Update the items below by replacing "Place one marker per instance" with "Mark each instance with a single point" throughout and keeping everything else unchanged. Leave the pictures out of the answer.

### Records in a dataset
-- begin --

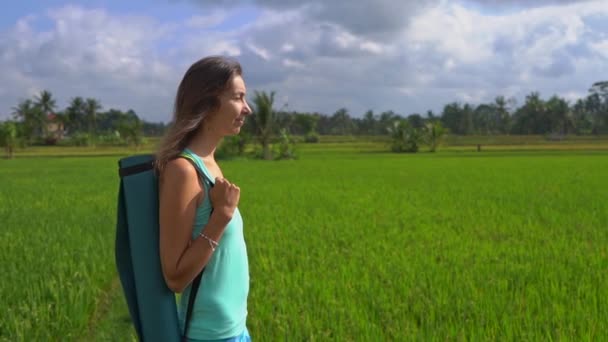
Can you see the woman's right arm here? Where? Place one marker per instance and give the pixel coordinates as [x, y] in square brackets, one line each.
[181, 257]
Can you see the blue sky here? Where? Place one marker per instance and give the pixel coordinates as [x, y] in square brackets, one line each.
[405, 56]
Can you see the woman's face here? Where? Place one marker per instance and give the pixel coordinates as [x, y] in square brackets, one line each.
[230, 117]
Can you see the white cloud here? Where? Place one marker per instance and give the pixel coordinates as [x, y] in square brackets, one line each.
[319, 55]
[207, 21]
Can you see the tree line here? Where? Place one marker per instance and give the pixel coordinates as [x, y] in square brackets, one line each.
[83, 122]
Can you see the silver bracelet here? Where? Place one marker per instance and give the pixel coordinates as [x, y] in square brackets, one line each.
[212, 243]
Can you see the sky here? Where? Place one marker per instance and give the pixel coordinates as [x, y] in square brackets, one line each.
[318, 56]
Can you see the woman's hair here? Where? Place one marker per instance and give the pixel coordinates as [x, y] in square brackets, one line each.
[197, 96]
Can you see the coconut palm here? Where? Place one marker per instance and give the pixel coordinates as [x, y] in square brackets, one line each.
[8, 137]
[434, 133]
[265, 117]
[91, 107]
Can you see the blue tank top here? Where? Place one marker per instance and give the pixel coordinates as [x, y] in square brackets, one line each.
[220, 309]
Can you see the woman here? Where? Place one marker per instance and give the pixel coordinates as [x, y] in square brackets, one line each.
[209, 105]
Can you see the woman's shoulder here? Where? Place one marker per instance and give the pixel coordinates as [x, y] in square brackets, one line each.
[179, 170]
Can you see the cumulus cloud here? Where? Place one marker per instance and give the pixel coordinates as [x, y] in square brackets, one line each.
[320, 55]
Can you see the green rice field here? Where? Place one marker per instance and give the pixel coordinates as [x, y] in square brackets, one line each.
[347, 243]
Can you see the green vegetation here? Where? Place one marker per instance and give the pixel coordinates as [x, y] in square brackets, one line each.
[349, 242]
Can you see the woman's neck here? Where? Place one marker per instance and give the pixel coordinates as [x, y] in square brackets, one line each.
[204, 144]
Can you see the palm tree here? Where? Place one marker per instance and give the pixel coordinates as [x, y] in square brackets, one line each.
[8, 137]
[46, 103]
[405, 138]
[91, 107]
[434, 134]
[75, 114]
[25, 112]
[265, 117]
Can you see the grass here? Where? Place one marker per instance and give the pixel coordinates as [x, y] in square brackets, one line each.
[343, 245]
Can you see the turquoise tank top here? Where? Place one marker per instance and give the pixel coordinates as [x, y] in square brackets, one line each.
[220, 309]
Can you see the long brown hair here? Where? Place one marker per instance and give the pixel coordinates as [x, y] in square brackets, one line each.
[197, 96]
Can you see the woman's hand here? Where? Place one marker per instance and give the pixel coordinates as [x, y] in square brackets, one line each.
[224, 198]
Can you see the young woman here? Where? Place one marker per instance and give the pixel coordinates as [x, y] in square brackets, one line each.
[200, 224]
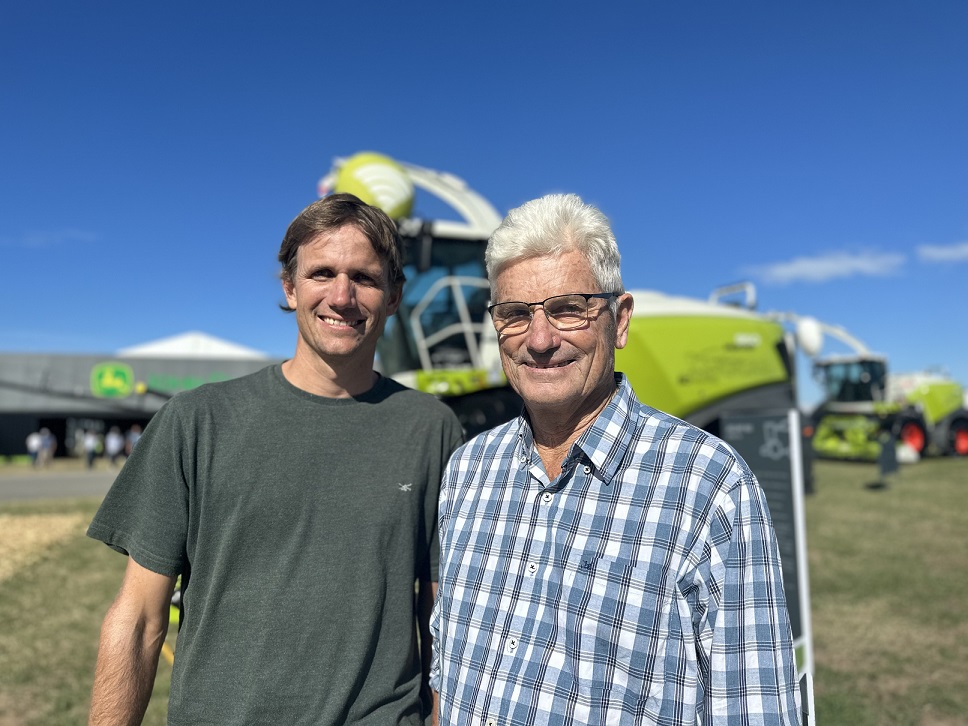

-- end --

### SOLUTION TO THIS TASK
Can you see the woman's right arm here? Where? Mark each instance with a single point and give the pixel coordinates as [x, y] in square brackets, one line each.
[181, 257]
Can you see the blue sky here? Where? Mark each instance with a single point and give the pixel coordinates as [x, y] in square brackets, one line each.
[405, 56]
Can you see the woman's face here? Where? Mark each instance with a single point and give the pixel coordinates as [x, y] in square brackets, one line each.
[230, 117]
Can you see the white cloud here? Where? Mark each instance with a single point and give the pixel coordinates as [x, y] in square brackets, one line each.
[319, 55]
[207, 21]
Can you see the tree line here? Where? Mark each instance with a single point and give the pixel coordinates as [x, y] in square brackets, one line each.
[83, 122]
Can you see the silver bracelet here? Where? Mark each instance with a single point and give the pixel coordinates as [x, y] in square brackets, one line each.
[212, 243]
Can you see the sky here? Where? Mark each instance with a single point and give the pixel coordinates as [x, y] in square brackets, one line each.
[318, 56]
Can you see the woman's hair here? Where? Mark each instance with a single point and give the pixel coordinates as [x, y] in square brackets, one line each.
[197, 96]
Can you see the coconut palm here? Where? Mark each instance with a single point and give the pixel coordinates as [x, y] in square brackets, one line each.
[8, 137]
[434, 133]
[265, 117]
[91, 107]
Can you see the blue tank top here? Where? Mark each instance with a single point and give the pixel coordinates as [x, y] in square brackets, one line each.
[220, 309]
Can you see the woman here? Where? Mark each instance with a single point and give the pixel coordinates as [x, y] in square brackets, one line each.
[209, 105]
Can you see the woman's shoulder here? Where? Mark each instance with a single point and give the pixel coordinates as [x, y] in square brackets, one line each.
[179, 170]
Can you see the cumulus cloud here? Where? Mark each instance with a single point and give the pixel coordinates as [x, y] in square brackets, one line each.
[320, 55]
Can you see the green rice field here? Where? Mark each instance with a single point and give the pixel coordinates as [x, y] in square brackets, one line each.
[347, 243]
Can you see the green vegetation here? Where? Mark each instance with a single point and give the pixel coordinates as [x, y] in square brackets, one line each.
[349, 242]
Can you see the woman's neck here? Where? Mark each instance with a single point and give the pixel coordinates as [x, y] in square brackets, one line each.
[204, 144]
Can you see the palm tree here? Where? Mark each instance with a single point and give the pixel coordinates as [x, y] in square brackets, one line each.
[8, 137]
[46, 103]
[405, 138]
[91, 107]
[434, 134]
[75, 114]
[25, 112]
[265, 117]
Can you see the grass here? Where? Mark each instance with a single point and give the pixel coordinates as [x, y] in square brackets, one line each.
[343, 245]
Can you see the turquoise tank top here? Where? Mark each instance with a single point and give the pixel coordinates as [x, y] in square brackets, one line each.
[220, 309]
Can you see the long brown hair here? Where? Mark each instance with a single point and give the pixel coordinates as [x, y] in square brackets, one line each.
[197, 96]
Can you see the woman's hand here? Where? Mark each instance with a single point and give the pixel coordinates as [x, y] in square brackets, one line each.
[224, 198]
Can you see the young woman here? Where? Mark each instance with a single point and give the pixel coordinates as [x, y] in square brackets, one line each.
[200, 224]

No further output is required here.